What needs to be done :: Go through the data below and count every line that has the word "white". Return only the count.

-- Opening Marker --

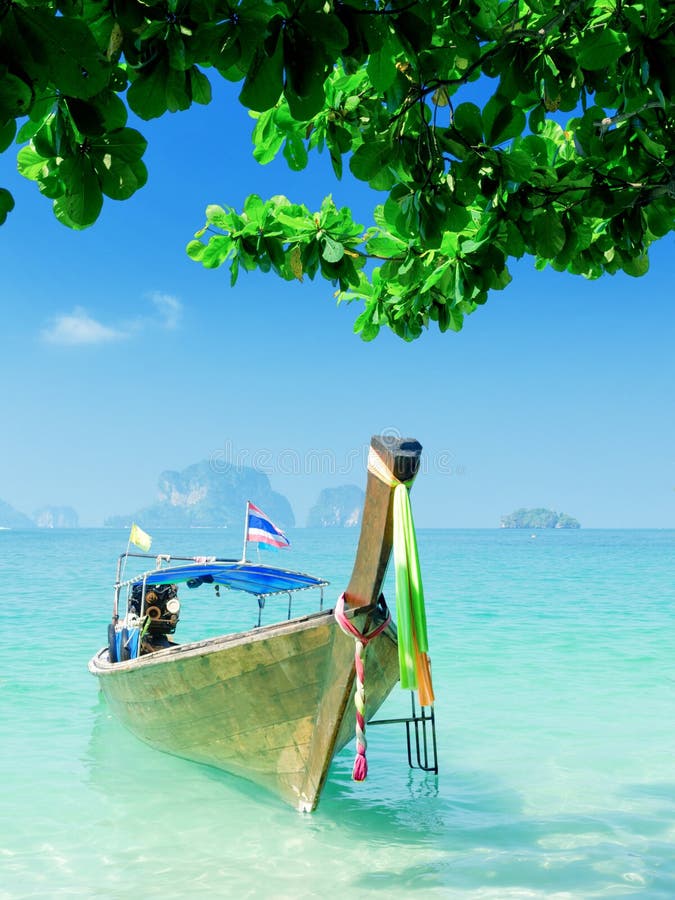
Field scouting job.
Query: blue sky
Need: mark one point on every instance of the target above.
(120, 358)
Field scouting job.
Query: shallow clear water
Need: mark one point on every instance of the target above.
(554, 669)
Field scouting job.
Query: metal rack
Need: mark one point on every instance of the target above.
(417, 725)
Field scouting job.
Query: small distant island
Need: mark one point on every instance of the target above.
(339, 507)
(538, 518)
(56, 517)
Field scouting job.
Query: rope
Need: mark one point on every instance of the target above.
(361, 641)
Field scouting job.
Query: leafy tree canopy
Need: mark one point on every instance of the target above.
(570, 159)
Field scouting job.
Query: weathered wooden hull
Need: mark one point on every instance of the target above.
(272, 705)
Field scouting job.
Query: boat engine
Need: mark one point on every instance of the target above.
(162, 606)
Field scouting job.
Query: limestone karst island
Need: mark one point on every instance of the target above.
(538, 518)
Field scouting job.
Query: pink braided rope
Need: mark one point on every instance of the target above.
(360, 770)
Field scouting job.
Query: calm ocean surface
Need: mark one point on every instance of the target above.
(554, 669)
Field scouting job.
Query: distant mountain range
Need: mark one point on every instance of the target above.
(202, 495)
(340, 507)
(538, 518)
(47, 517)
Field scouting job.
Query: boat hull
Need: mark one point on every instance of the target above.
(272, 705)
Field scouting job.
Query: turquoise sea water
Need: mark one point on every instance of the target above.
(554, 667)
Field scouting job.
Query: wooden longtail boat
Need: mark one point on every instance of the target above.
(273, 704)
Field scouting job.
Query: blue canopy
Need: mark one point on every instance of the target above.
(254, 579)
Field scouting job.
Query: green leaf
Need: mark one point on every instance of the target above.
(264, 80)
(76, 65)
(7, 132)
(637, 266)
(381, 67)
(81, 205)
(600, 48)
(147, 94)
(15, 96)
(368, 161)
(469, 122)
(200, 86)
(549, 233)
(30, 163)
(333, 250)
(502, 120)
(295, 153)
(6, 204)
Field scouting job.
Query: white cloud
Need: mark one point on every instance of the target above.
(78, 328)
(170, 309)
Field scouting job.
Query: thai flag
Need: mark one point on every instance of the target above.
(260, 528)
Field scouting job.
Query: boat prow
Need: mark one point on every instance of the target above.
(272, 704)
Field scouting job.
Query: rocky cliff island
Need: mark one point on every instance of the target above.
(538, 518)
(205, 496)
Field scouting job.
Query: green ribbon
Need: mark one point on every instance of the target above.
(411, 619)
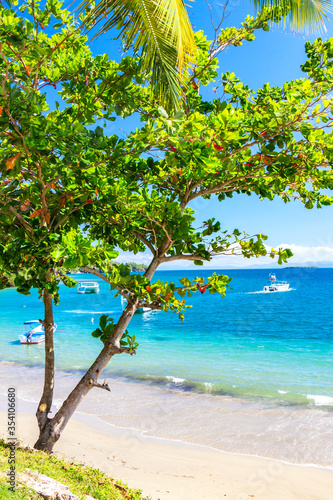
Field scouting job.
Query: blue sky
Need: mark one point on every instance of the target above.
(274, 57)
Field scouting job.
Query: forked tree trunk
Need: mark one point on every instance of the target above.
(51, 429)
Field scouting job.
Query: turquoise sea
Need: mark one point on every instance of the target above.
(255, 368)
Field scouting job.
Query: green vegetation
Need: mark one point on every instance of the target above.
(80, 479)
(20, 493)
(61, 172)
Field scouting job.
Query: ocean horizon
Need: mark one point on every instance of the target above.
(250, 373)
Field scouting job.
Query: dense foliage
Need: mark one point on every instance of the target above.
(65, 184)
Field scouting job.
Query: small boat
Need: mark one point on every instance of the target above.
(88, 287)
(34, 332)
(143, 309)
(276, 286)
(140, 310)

-- Closing Marker --
-- Opening Marker --

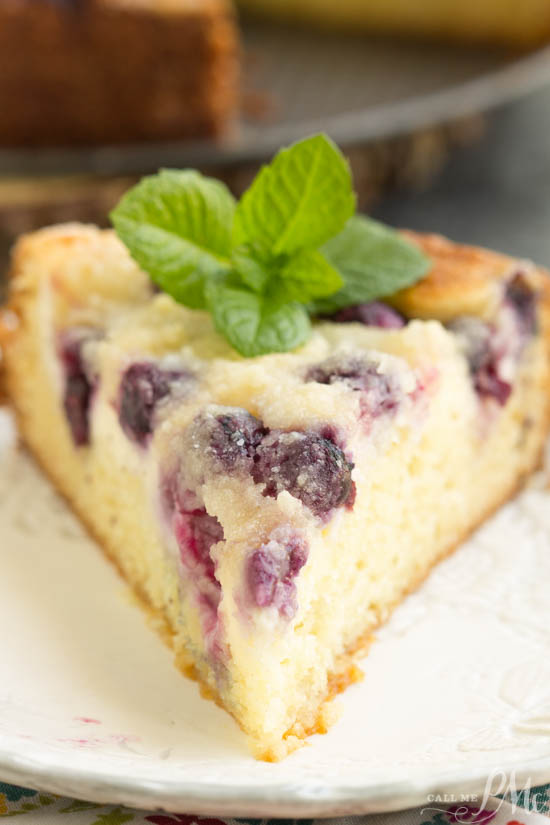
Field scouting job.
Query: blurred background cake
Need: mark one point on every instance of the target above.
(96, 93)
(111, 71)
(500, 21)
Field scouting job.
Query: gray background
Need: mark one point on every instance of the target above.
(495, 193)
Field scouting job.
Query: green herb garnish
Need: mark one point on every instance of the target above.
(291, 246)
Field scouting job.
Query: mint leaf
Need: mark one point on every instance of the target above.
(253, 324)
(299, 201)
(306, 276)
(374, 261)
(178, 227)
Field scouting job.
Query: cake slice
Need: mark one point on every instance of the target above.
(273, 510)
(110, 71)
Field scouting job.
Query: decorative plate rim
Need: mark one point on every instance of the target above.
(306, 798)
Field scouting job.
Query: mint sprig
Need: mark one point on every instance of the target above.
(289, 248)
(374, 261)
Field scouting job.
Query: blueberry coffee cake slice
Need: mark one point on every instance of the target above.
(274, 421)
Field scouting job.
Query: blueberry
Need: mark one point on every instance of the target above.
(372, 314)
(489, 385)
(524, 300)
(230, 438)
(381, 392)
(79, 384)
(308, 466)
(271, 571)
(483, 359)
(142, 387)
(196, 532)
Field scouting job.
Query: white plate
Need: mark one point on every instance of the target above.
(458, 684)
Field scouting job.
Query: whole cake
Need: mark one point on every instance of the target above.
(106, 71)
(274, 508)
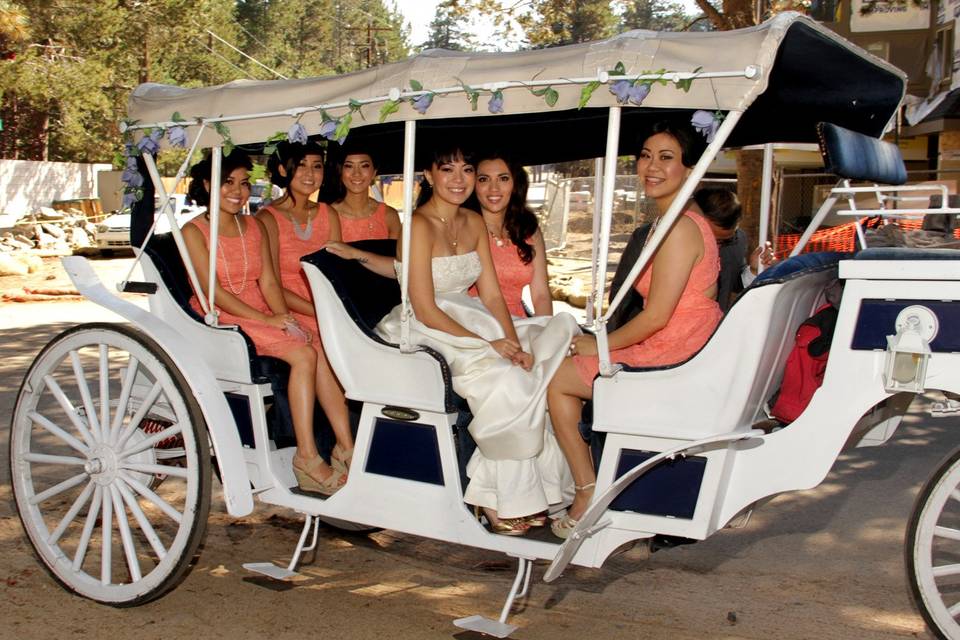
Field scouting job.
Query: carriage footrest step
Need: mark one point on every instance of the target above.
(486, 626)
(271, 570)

-- Closing Marker --

Solution to this problem :: 2